▶ TEXT PROVIDED
[start]
In August 1993, three years after the release of Paris Is Burning, Corey died of AIDS-related complications, and her extensive costume collection was passed on to her friend and caregiver, Lois Taylor. As Taylor was sifting through the piles of clothing in Corey’s apartment, she came upon a large trunk containing a mummified body with a gunshot wound to the head. There was little question that the body had been there for some time.

Police identified the body as Robert “Bobby” Worley, who had spent three years in prison for rape and assault in the mid-1960s and had not been seen by his family—or anyone else, for that matter—since 1968. For various reasons (see below) it became apparent that there was a strong likelihood that Worley had been killed between 1968 and 1978. None of Dorian’s associates could recall her ever mentioning Worley, let alone confessing to any crime. There was some speculation that Corey had shot Worley during a failed robbery.

Kasindorf did discover some clues about their relationship: Worley’s brother Fred claimed that Bobby had called him while drunk and had rambled extensively to someone named “Dorian,” having apparently fought with her. Lois Taylor also told Kasindorf that Dorian had written a short story about a transgender woman who killed her lover in revenge after he pressured her to have a sex change. But these loose ends don’t add up to anything like a full account of how Worley died.
[end]
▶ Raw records
[start]
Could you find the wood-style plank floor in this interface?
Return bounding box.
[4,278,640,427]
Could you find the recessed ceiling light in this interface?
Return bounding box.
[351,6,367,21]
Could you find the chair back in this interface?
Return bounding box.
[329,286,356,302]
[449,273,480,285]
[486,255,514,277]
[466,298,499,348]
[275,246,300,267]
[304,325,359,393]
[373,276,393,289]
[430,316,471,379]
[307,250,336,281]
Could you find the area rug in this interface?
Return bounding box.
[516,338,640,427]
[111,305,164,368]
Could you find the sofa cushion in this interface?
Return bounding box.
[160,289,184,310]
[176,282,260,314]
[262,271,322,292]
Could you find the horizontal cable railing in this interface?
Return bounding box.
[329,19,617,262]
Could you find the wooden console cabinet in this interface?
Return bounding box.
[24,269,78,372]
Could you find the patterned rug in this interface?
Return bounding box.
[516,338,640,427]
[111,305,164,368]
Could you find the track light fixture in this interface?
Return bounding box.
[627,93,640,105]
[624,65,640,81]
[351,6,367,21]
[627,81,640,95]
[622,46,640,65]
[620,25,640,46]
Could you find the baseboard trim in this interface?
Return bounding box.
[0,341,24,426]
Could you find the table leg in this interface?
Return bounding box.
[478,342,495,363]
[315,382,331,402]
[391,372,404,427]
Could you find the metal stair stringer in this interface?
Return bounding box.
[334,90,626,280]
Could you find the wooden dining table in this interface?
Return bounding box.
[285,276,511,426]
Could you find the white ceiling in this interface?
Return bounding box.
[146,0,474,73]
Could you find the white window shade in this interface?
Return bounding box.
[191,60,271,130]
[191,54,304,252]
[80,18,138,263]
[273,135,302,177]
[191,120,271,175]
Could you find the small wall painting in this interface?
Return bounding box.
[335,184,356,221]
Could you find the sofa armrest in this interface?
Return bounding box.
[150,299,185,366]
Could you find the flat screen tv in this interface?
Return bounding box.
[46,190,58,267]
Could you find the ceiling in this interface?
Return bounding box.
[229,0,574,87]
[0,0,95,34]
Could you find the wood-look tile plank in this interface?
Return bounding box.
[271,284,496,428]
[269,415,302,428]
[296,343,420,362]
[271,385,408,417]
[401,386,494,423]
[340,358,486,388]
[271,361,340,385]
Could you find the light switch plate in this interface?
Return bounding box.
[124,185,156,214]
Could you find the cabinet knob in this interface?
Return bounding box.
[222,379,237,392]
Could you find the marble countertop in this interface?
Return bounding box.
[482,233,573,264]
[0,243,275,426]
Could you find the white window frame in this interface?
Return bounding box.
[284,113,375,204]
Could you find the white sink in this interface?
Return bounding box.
[end]
▶ AIM
Copy out the part of the passage about the body found in Corey's apartment starting at "In August 1993, three" and ending at "for some time.", swapping "trunk" for "chest".

▶ OUTPUT FOR THIS EXERCISE
In August 1993, three years after the release of Paris Is Burning, Corey died of AIDS-related complications, and her extensive costume collection was passed on to her friend and caregiver, Lois Taylor. As Taylor was sifting through the piles of clothing in Corey’s apartment, she came upon a large chest containing a mummified body with a gunshot wound to the head. There was little question that the body had been there for some time.